Find every line in the listing below that contains the string "white", treating uppercase and lowercase as different, and copy each of those lines.
::: Supplied data :::
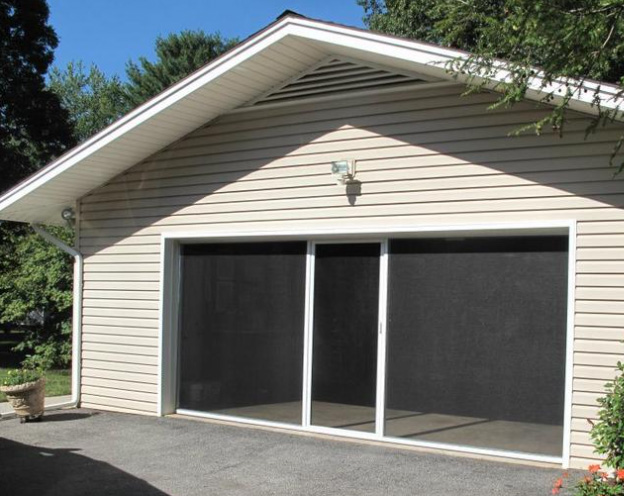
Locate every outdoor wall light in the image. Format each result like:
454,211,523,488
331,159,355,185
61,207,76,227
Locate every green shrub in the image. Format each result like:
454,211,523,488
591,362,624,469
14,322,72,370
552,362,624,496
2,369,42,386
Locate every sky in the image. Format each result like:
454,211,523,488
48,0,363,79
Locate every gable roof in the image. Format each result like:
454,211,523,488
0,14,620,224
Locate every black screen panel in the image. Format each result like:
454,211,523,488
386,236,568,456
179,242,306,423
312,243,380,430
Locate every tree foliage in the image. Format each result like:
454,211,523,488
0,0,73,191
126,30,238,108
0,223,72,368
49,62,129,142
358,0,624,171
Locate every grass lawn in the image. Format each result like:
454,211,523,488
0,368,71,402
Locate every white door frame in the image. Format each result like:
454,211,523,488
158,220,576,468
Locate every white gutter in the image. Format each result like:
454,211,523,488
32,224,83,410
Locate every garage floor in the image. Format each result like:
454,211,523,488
:::
::: Supplied data :::
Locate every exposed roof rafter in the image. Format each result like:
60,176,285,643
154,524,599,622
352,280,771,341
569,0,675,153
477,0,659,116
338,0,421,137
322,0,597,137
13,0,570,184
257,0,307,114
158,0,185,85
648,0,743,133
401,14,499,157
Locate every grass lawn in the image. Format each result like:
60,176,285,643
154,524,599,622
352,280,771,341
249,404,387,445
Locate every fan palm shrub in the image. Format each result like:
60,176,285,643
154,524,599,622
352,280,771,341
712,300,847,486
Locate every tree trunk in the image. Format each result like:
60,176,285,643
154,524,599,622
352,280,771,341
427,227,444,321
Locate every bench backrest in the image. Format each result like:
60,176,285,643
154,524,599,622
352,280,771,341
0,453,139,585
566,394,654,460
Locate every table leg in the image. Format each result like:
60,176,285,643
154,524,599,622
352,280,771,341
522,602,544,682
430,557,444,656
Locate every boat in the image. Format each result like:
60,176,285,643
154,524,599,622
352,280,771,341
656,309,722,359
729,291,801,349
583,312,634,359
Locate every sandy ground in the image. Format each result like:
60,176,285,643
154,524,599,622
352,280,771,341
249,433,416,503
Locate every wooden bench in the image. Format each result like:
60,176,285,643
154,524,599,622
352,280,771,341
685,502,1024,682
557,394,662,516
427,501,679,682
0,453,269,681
:::
::: Supplied data :::
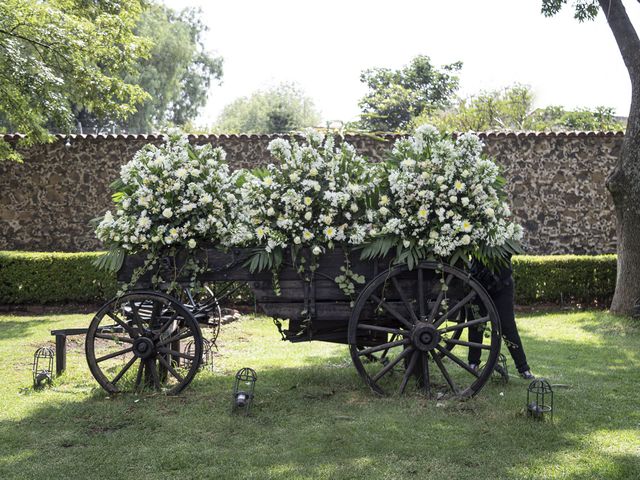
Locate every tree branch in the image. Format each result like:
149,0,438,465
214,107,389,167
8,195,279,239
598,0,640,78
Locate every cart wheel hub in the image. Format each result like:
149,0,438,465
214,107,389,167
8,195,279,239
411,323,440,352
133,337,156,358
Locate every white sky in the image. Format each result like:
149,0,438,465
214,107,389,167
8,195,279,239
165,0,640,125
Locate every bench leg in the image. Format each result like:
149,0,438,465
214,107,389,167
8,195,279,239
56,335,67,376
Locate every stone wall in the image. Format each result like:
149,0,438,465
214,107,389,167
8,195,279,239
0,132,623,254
:::
Task output
Locate every white door frame in the image. Format each result like:
Locate every white gutter in the image. Format each result like:
Locate every white sky in the image. Format each result like:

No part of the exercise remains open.